***** RECORD SET *****

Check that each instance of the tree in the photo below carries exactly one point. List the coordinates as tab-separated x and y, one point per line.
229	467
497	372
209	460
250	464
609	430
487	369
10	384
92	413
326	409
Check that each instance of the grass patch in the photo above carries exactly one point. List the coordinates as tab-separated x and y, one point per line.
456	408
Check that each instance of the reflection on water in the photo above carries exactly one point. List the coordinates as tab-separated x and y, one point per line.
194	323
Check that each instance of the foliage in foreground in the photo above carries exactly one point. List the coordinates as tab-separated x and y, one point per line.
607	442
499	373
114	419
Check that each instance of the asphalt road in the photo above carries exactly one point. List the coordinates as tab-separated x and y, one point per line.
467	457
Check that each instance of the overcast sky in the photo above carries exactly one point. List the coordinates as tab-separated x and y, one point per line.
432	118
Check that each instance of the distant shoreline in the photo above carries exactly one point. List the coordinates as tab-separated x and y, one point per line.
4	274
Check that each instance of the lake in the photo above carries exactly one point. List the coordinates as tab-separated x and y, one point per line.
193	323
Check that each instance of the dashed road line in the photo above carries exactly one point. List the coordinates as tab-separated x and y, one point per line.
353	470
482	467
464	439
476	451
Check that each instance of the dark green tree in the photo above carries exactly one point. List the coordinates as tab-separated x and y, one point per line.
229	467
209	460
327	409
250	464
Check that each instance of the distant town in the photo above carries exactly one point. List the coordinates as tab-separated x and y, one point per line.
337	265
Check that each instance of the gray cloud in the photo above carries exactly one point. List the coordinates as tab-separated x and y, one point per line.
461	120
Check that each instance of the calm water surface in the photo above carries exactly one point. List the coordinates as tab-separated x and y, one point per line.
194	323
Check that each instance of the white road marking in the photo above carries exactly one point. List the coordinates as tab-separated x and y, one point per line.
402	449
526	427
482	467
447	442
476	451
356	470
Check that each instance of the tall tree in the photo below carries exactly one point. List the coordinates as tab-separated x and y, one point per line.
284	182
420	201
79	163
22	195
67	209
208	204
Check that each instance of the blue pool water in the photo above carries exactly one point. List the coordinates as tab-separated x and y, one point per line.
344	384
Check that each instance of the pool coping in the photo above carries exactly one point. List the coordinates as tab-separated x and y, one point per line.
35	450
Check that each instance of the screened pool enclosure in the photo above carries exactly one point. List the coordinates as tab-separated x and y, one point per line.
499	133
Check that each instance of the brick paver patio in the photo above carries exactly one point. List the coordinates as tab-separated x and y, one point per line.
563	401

*****

EXERCISE BRIEF: Would you please reproduce every line from the one containing "Check that each instance of the dashed" through the final line of the listing, and only those lines?

RESPONSE AREA:
Check that each instance of the dashed road line in the photo above carries exactly one point. List the coordinates as tab-separated x and y, one point per line.
353	470
482	467
464	439
476	451
Check that each instance of the dark green tree in the photo above carries exactly one point. List the coordinates as tab-separated x and y, one point per line.
229	467
209	460
327	409
250	464
Check that each instance of the distant town in the photo above carries exactly one point. List the coordinates as tab-separated x and y, one point per line.
337	265
Check that each instance of the gray cloud in the photo above carries exactly one point. List the coordinates as tab-separated x and y, one point per line.
461	120
Check that each instance of the calm water surface in the photo above carries exactly one point. List the coordinates as tab-separated x and y, one point per line.
194	323
Check that each instance of the white road marking in the photo above carries exactly one point. List the coordinates as tab-separated x and y, one point per line.
402	449
526	427
482	467
447	442
476	451
356	470
Check that each instance of the tall tree in the photo below carries exactly one point. List the coordinates as tab-separated x and y, one point per line.
284	182
420	201
79	163
22	195
67	209
208	204
Check that each instance of the blue pool water in the photo above carries exactly one point. List the coordinates as tab-separated x and y, one point per line.
344	384
Check that each instance of the pool coping in the photo above carries exactly one point. List the coordinates as tab-separated x and y, one point per line.
35	450
Check that each instance of the screened pool enclosure in the photo above carries exactly one point. List the coordinates as tab-separated x and y, one point per line.
499	133
Check that each instance of the brick paver patio in the photo above carries exactly one point. List the coordinates as tab-separated x and y, one point per line.
563	401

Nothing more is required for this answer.